Segment Start: Input for this task

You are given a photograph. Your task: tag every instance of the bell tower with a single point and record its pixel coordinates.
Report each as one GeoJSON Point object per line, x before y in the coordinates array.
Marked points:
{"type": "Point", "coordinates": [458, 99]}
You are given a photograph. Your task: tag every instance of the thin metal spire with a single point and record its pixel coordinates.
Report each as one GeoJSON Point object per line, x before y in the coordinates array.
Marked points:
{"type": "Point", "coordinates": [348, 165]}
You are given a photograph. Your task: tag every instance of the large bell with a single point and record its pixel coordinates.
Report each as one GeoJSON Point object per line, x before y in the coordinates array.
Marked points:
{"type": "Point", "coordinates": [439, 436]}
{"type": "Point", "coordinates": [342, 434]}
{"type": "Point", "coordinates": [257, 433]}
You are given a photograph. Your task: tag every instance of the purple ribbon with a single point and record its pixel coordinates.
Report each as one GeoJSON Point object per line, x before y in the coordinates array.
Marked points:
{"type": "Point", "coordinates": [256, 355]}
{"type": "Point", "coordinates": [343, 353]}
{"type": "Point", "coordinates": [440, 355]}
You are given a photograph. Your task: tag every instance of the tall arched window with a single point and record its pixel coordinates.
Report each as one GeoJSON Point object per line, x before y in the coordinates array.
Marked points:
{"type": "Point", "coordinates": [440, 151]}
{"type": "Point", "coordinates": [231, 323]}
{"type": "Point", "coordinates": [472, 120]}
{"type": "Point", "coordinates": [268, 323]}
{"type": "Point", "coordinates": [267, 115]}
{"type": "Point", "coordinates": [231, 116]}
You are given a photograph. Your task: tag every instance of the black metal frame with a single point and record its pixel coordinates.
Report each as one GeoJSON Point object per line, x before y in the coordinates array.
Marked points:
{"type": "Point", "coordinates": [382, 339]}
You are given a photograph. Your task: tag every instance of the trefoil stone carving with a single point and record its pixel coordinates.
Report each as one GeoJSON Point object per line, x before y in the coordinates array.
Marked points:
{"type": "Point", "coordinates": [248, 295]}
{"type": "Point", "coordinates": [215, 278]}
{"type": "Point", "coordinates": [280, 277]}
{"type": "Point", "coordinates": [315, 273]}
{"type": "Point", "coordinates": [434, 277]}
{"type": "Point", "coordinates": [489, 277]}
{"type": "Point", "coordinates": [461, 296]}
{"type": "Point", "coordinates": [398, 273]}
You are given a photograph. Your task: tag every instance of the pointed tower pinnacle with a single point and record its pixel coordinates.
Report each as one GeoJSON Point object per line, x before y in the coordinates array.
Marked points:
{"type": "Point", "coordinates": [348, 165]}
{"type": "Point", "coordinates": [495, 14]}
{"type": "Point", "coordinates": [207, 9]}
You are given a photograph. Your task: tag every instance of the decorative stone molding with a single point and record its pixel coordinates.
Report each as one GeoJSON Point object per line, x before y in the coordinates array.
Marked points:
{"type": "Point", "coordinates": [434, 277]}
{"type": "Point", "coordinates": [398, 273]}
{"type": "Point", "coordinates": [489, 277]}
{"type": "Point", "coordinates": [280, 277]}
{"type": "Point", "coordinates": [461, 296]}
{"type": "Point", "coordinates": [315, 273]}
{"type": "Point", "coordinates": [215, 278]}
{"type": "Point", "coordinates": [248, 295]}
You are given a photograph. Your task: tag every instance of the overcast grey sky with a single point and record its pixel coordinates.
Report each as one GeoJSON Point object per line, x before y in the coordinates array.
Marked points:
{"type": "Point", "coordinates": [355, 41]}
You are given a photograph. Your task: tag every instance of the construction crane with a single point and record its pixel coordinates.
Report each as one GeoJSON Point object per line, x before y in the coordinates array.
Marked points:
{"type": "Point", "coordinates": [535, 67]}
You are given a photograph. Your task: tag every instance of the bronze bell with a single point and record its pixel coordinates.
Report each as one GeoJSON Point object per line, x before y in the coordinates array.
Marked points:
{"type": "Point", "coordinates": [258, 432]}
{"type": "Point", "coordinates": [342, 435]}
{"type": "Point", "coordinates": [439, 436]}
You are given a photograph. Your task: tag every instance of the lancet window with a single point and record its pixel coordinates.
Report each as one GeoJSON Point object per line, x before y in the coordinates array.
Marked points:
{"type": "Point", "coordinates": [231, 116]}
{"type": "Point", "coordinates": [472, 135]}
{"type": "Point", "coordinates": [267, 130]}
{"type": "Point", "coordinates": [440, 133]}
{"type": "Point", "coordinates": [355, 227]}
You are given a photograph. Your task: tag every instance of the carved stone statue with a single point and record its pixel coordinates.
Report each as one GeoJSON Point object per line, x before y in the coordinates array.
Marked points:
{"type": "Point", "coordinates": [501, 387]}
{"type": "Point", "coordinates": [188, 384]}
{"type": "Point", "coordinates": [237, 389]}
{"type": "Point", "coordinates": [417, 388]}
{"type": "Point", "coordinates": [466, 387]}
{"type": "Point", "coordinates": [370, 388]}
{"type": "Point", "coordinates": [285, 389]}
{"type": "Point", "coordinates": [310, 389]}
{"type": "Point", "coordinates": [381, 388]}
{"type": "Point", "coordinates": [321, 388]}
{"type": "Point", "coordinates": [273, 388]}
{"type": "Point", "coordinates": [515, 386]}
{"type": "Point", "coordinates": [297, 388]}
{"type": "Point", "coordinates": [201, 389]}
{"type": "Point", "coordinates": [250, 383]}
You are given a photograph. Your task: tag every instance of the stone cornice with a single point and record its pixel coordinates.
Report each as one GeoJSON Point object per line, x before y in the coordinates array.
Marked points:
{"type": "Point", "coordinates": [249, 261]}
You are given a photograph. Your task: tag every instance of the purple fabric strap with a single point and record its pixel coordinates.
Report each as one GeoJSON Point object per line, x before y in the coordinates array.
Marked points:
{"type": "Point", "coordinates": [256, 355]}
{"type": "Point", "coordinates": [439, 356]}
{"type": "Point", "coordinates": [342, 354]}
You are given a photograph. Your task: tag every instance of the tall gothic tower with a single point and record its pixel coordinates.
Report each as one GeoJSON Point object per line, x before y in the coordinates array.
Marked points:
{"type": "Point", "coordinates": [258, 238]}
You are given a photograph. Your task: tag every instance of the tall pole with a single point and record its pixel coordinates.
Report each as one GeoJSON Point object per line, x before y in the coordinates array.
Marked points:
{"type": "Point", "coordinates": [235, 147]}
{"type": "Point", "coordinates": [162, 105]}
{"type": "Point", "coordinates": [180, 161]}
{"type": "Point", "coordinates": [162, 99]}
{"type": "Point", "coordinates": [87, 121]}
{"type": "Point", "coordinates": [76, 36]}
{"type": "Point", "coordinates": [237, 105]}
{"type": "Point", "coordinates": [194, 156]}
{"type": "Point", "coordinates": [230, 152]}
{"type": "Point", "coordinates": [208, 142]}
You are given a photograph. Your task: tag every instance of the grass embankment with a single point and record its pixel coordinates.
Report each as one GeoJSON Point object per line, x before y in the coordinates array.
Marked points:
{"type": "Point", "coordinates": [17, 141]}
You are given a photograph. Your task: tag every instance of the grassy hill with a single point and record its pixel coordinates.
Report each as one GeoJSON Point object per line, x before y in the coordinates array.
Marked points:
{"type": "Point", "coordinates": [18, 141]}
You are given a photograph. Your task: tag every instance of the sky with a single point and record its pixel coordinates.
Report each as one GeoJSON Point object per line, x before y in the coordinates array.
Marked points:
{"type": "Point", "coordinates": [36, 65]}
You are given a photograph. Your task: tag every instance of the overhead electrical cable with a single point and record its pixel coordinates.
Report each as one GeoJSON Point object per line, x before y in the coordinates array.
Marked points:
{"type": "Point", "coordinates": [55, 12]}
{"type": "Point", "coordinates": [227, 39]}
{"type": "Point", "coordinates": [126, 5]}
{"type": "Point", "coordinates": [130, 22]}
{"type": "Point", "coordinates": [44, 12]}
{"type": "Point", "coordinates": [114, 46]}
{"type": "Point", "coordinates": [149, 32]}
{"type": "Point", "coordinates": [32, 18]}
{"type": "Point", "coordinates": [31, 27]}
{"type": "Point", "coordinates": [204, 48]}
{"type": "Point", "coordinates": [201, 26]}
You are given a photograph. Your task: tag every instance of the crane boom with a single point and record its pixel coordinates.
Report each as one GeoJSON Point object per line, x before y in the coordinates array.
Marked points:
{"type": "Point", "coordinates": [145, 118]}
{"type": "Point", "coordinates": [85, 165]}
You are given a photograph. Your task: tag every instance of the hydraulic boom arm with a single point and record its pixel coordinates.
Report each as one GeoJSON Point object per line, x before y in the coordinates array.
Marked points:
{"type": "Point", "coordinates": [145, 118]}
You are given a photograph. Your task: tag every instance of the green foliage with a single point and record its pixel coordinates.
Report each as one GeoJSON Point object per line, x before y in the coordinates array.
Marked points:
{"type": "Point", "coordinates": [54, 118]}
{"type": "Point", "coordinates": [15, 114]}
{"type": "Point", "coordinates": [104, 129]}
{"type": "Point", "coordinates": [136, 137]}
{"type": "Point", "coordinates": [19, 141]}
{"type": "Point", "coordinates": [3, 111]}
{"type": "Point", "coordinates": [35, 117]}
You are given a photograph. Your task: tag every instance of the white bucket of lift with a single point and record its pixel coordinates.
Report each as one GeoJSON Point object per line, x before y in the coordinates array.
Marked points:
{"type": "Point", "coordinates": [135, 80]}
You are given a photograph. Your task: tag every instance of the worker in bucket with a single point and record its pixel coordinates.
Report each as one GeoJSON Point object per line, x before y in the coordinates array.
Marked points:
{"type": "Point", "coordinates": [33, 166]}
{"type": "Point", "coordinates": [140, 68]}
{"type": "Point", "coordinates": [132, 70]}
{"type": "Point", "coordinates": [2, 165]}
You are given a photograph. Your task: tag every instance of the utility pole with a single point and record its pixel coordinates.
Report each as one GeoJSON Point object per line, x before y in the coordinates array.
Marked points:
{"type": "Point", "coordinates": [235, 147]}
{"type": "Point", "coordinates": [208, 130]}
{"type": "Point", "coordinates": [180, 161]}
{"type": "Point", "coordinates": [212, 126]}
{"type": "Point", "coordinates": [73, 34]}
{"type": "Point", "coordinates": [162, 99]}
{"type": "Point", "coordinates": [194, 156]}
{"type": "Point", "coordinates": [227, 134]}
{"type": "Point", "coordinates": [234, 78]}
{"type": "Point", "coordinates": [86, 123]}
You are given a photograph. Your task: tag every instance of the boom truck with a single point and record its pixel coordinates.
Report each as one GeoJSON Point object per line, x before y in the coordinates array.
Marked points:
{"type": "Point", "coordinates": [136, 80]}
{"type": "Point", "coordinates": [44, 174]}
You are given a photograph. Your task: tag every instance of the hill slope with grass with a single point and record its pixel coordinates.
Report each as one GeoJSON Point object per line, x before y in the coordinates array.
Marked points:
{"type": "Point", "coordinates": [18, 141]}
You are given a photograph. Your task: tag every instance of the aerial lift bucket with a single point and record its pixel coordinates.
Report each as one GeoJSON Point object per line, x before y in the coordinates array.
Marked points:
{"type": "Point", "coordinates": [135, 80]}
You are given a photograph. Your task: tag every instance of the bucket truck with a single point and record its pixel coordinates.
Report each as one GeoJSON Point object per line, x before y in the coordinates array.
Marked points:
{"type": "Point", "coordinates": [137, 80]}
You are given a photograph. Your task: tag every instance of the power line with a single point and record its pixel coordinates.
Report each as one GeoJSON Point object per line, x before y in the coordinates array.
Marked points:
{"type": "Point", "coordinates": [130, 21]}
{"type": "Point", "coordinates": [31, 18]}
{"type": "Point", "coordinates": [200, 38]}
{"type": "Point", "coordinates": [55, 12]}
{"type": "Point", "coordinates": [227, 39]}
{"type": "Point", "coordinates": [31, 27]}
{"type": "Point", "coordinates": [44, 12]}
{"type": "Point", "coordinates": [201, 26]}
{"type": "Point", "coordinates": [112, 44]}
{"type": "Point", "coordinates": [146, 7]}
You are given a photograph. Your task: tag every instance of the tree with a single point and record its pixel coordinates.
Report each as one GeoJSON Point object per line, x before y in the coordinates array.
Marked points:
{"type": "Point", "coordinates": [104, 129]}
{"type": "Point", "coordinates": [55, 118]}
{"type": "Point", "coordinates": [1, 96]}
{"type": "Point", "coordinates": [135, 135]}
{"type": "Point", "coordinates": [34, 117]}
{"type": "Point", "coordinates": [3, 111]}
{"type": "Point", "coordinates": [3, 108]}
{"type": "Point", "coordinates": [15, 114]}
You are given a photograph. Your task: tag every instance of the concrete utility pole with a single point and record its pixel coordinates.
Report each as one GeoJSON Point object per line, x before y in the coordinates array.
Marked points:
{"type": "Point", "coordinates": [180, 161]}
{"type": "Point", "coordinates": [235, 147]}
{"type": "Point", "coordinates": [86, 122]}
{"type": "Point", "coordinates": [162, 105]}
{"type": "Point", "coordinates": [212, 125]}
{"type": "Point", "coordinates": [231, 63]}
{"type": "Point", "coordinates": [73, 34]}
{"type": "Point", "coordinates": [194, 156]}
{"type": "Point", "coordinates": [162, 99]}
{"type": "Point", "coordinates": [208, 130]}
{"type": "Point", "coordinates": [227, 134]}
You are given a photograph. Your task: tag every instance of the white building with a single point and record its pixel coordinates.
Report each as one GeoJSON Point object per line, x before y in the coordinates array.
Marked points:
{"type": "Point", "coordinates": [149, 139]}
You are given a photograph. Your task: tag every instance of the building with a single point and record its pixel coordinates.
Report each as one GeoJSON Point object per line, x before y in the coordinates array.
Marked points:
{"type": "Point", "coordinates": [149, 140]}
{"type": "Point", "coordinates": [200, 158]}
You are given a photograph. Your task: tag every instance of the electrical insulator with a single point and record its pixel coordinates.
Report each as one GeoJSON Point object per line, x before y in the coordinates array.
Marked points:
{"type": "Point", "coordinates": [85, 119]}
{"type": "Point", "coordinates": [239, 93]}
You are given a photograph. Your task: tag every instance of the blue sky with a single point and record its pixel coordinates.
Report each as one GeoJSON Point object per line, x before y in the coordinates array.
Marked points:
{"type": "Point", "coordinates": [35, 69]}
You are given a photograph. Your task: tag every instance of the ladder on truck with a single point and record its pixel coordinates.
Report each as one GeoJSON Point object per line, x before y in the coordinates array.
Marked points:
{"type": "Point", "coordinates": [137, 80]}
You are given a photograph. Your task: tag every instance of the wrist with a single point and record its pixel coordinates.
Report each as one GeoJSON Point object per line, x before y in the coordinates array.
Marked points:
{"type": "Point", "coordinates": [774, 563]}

Segment End: Input for this task

*What to do*
Looking at the records above, state the number of lines where the word "stone" occurs, and write nothing beyond it.

*Task output*
4